(Records)
::::

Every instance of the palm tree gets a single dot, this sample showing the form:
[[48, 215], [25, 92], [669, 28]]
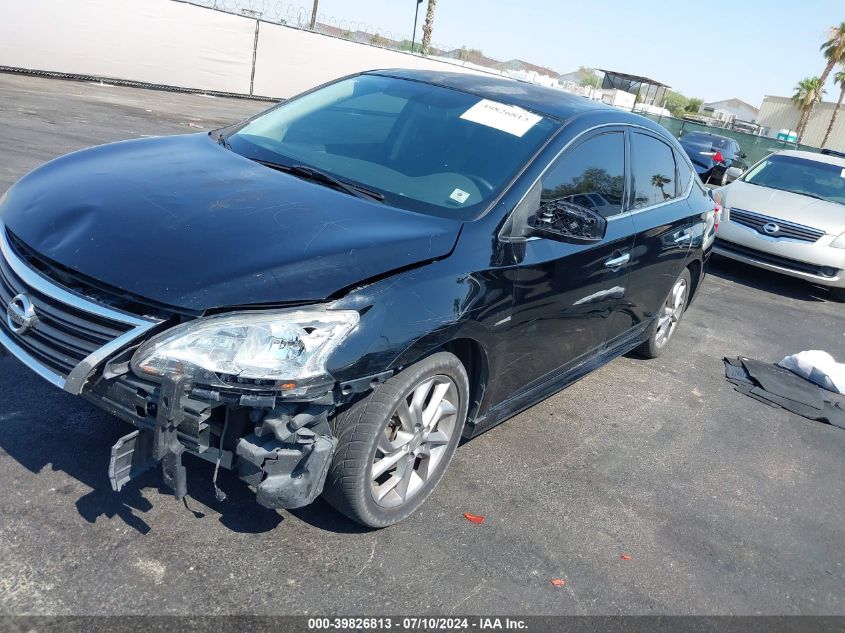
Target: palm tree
[[314, 14], [839, 80], [807, 92], [428, 26], [833, 50]]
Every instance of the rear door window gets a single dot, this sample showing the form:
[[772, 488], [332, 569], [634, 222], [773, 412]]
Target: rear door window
[[653, 170], [685, 173]]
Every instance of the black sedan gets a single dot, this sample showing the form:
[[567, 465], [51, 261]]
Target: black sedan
[[325, 298], [716, 159]]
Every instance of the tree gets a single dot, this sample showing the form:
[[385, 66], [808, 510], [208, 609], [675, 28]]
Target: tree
[[693, 105], [833, 50], [470, 54], [807, 92], [675, 102], [314, 14], [588, 77], [379, 40], [839, 80], [428, 27]]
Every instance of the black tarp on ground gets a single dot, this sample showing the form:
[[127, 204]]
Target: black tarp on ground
[[779, 387]]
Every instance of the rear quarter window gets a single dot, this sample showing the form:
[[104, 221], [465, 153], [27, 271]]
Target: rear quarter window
[[653, 169]]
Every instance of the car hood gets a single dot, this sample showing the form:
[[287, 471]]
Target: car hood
[[185, 222], [784, 205]]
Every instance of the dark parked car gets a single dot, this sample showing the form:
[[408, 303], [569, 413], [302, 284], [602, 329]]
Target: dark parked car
[[335, 291], [716, 159]]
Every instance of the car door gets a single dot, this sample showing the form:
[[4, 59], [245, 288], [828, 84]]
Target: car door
[[568, 296], [664, 221]]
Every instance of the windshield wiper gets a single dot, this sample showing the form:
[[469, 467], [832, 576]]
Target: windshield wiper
[[221, 140], [800, 193], [316, 175]]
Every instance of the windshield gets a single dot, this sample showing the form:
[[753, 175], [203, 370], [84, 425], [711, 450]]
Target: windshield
[[718, 142], [425, 148], [800, 175]]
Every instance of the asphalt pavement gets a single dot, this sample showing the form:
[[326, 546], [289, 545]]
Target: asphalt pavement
[[724, 505]]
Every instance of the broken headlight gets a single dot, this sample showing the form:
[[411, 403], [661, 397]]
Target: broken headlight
[[285, 350]]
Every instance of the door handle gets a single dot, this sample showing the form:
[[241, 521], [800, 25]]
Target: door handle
[[616, 262]]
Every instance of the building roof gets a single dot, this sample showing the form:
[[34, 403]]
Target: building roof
[[548, 101], [520, 64], [638, 78], [735, 101]]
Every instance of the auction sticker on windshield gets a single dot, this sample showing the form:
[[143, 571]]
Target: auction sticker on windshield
[[507, 118]]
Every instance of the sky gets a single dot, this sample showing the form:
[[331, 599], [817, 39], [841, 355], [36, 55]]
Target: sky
[[716, 49]]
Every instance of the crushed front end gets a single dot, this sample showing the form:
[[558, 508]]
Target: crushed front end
[[247, 391]]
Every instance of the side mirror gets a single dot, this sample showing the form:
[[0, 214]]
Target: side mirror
[[567, 222]]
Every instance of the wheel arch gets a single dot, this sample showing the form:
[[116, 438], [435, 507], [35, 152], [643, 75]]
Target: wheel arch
[[473, 356], [696, 268]]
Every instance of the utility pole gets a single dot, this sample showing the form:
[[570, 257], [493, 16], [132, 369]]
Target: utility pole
[[314, 14], [414, 34]]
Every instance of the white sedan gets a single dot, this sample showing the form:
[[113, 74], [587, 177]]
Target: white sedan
[[787, 214]]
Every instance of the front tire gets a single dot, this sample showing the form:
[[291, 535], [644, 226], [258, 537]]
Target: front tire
[[667, 318], [395, 444], [838, 294]]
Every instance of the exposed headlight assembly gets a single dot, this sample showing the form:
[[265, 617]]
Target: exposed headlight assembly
[[283, 350]]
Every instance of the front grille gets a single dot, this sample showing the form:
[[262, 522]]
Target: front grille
[[785, 229], [775, 260], [70, 328]]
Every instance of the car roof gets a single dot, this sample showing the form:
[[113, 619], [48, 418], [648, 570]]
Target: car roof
[[548, 101], [819, 158]]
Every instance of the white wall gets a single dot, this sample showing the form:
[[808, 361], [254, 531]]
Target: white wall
[[155, 41], [290, 60], [183, 45]]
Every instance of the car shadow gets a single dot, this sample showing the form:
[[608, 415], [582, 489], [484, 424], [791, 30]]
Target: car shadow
[[768, 281]]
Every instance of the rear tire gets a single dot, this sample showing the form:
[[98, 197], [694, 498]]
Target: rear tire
[[395, 444], [668, 317]]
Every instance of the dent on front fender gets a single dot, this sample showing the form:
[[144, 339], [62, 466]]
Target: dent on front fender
[[407, 316]]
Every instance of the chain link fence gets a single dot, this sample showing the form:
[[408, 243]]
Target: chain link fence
[[755, 147], [298, 15]]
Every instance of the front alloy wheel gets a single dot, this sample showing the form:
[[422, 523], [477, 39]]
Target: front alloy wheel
[[673, 308], [414, 441], [667, 318], [395, 443]]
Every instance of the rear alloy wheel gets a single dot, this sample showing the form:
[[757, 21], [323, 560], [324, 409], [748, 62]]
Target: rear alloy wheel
[[667, 319], [395, 444]]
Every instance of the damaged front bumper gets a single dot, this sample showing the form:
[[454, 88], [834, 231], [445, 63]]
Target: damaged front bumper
[[282, 450], [285, 455]]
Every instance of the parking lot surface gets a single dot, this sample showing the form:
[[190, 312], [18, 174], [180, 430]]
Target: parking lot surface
[[724, 506]]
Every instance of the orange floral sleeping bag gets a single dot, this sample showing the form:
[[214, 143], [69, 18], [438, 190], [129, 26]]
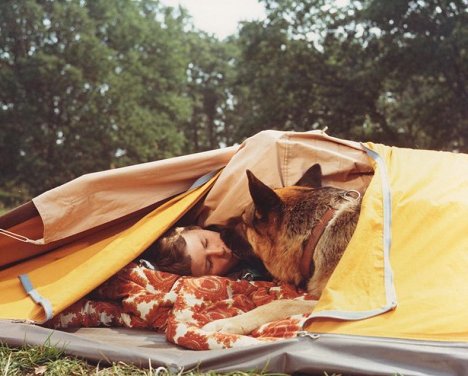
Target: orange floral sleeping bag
[[138, 297]]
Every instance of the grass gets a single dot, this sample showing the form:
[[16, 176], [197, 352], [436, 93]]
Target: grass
[[51, 361]]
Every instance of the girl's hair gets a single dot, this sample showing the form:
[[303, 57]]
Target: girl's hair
[[168, 253]]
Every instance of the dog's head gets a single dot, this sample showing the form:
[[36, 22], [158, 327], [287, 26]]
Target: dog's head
[[270, 208], [280, 219]]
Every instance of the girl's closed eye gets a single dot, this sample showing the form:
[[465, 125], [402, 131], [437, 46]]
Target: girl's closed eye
[[209, 265]]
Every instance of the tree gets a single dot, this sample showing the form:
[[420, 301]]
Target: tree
[[87, 85], [209, 80], [392, 72]]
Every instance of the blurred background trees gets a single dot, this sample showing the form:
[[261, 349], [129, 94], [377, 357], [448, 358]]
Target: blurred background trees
[[91, 85]]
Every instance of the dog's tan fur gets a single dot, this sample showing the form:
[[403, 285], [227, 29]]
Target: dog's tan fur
[[277, 225]]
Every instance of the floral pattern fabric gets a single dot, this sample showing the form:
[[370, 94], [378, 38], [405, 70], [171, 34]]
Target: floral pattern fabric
[[138, 297]]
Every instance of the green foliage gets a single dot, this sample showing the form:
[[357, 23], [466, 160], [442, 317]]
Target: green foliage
[[86, 86], [389, 71], [90, 85], [52, 361]]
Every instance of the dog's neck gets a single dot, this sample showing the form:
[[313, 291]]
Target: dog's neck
[[308, 252]]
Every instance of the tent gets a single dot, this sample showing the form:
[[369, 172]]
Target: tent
[[395, 304]]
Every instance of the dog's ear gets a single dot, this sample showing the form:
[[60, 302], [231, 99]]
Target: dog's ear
[[264, 197], [312, 177]]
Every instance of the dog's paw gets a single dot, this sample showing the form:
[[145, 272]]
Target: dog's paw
[[229, 325]]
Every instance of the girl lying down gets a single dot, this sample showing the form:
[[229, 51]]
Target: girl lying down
[[181, 289]]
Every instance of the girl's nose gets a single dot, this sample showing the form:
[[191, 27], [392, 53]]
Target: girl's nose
[[217, 251]]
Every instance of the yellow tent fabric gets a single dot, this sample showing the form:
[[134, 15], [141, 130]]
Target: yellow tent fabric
[[428, 253], [67, 273]]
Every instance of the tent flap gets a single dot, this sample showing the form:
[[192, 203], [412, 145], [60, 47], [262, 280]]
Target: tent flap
[[67, 273]]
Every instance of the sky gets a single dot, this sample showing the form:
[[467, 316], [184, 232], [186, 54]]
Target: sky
[[220, 17]]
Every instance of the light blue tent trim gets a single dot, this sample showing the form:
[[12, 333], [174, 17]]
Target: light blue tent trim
[[390, 293], [34, 294]]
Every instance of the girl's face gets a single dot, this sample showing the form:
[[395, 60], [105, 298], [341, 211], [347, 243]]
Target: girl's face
[[209, 254]]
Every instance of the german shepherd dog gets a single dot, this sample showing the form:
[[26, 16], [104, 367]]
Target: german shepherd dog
[[299, 233]]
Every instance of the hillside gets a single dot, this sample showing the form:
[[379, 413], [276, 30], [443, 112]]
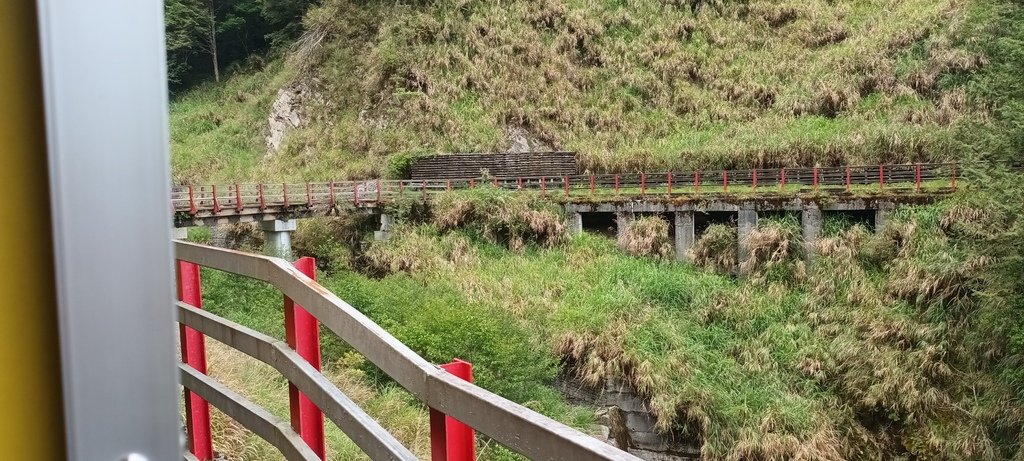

::::

> [Your objective]: Update the part of the listing that opens with the line containing "Every instance of the green" and runs through the end of the listing, replacing "girl" with "child" wherever it appears and leaving everything else unchanged. Leave the pictures out of your answer.

> [Response to the exercise]:
Every instance of the green foliage gets a single dot, this sample showing the form:
[[357, 23], [466, 160], [442, 317]]
Target: green foliage
[[86, 86], [389, 71], [90, 85], [52, 361]]
Every instance of the dog's neck gets a single dot, this sample showing the form:
[[313, 291]]
Target: dog's neck
[[308, 252]]
Every instance of the tent gets a single dot, this sample showing the form:
[[369, 172]]
Target: tent
[[395, 304]]
Every instance of the dog's ear gets a single dot, this sample showing the form:
[[60, 302], [231, 99]]
Target: dog's ear
[[264, 197], [312, 177]]
Every instance of the dog's paw gets a single dot, this sample showing the form:
[[145, 272]]
Target: dog's paw
[[229, 325]]
Every instance of the child lying down gets a single dot, this sample showing the form:
[[229, 51]]
Target: child lying down
[[181, 289]]
Every instance of the child's nose gets a single dot, this sample showing the form:
[[191, 27], [392, 53]]
Target: child's nose
[[217, 251]]
Every instance of the yellow tent fabric gets a single dot, this sample showing the form:
[[134, 15], [141, 130]]
Target: yellow tent fabric
[[428, 253], [67, 273]]
Every instance of the tent flap gets a single dot, this sample showing the form:
[[192, 203], [412, 145], [60, 47], [262, 280]]
Target: tent flap
[[67, 273]]
Every instance of the sky gets a single dot, this sample showing the form:
[[467, 316], [184, 232], [186, 54]]
Target: sky
[[220, 17]]
Every instance of the light blue tent trim gets a single dot, this sample showing the form:
[[12, 333], [174, 17]]
Target: light blue tent trim
[[390, 293], [34, 294]]
Every instance of the child's face gets a single dot, this sample showing the form:
[[395, 60], [105, 298], [341, 211], [347, 243]]
Target: child's face
[[209, 254]]
Every instance of the german shepherd dog gets a single dot, this sample showing the form:
[[26, 16], [104, 367]]
Target: german shepherd dog
[[299, 233]]
Every instance of the hillside gets a single dot, this sample showing the form:
[[379, 413], [276, 30], [443, 112]]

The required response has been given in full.